Which lines in the data below contain the word "blue"? Report each of them in full.

Start

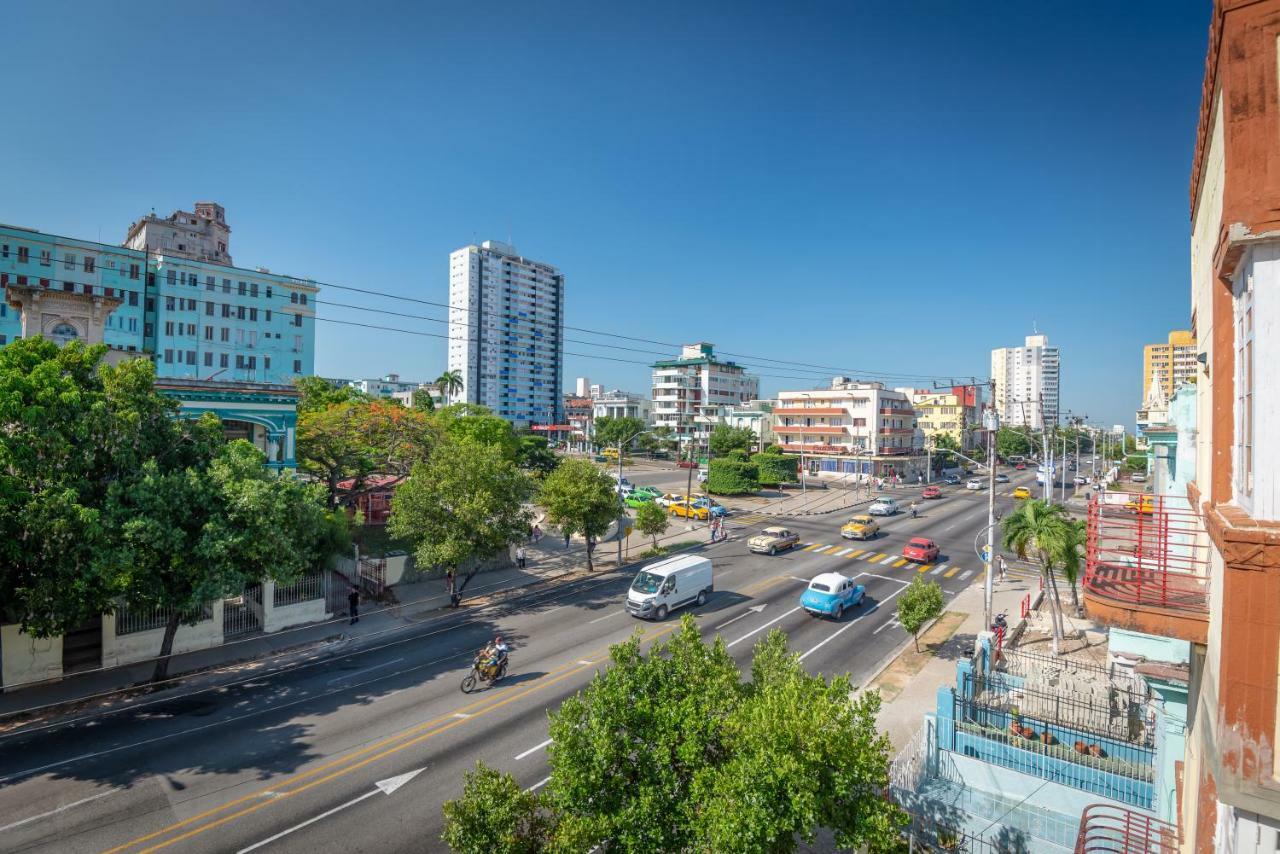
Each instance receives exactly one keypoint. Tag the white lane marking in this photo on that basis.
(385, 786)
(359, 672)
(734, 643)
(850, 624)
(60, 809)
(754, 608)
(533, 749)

End
Start

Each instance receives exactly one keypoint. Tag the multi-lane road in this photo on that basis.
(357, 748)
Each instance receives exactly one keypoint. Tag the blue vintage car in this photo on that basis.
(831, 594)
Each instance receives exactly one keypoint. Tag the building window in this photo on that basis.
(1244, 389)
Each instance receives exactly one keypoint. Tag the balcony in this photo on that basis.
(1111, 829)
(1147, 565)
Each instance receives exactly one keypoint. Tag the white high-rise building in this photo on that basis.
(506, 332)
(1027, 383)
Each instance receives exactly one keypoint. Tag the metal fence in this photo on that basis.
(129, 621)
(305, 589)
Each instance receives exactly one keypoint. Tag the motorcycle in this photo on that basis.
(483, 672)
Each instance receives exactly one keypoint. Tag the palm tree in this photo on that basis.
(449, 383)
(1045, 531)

End
Start

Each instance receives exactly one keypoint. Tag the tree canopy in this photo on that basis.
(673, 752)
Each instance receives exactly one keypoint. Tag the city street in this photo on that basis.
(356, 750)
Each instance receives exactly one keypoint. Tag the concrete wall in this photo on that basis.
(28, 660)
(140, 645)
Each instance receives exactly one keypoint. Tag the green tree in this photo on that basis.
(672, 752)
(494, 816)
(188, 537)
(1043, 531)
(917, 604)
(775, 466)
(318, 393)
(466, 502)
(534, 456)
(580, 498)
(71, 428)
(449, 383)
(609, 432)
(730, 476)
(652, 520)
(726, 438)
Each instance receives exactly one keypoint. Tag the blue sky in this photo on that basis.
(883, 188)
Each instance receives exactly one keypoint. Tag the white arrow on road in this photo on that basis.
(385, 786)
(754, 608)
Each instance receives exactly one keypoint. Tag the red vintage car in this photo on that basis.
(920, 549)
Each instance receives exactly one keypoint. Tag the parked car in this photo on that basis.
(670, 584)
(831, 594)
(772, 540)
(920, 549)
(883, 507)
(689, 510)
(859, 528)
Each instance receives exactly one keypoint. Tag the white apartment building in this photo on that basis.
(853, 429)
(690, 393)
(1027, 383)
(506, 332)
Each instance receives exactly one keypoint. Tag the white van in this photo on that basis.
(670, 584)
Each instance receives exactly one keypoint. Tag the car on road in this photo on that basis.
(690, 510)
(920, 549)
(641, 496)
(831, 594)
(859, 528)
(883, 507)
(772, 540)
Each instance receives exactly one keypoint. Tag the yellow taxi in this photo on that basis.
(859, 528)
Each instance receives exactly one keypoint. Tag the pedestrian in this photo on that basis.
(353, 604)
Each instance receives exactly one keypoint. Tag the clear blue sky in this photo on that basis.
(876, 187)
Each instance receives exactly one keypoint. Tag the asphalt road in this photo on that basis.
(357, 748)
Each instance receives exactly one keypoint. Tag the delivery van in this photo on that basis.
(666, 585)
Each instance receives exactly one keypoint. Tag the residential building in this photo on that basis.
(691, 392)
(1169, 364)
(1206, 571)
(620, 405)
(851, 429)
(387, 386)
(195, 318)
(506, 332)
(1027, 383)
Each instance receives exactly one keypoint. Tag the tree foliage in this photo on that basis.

End

▶ **Exercise response**:
Each instance receives exactly one keypoint. Tag the blue vintage car in this photo on that basis.
Each instance receives exactly one keypoint. Tag the blue sky in this photo on that basis.
Each instance receives exactly one keypoint. Tag the clear blue sky in this photo on that basis.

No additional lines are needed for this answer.